## Start Given data

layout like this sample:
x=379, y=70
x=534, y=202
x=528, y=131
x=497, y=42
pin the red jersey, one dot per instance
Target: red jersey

## End Given data

▸ **Your task**
Rewrite all of the records with "red jersey" changed to "blue jersey" everywhere it appears, and leave every other part as it is.

▸ **Answer in full**
layout like this sample:
x=379, y=70
x=534, y=202
x=528, y=131
x=497, y=42
pin the blue jersey, one dot per instance
Target: blue jersey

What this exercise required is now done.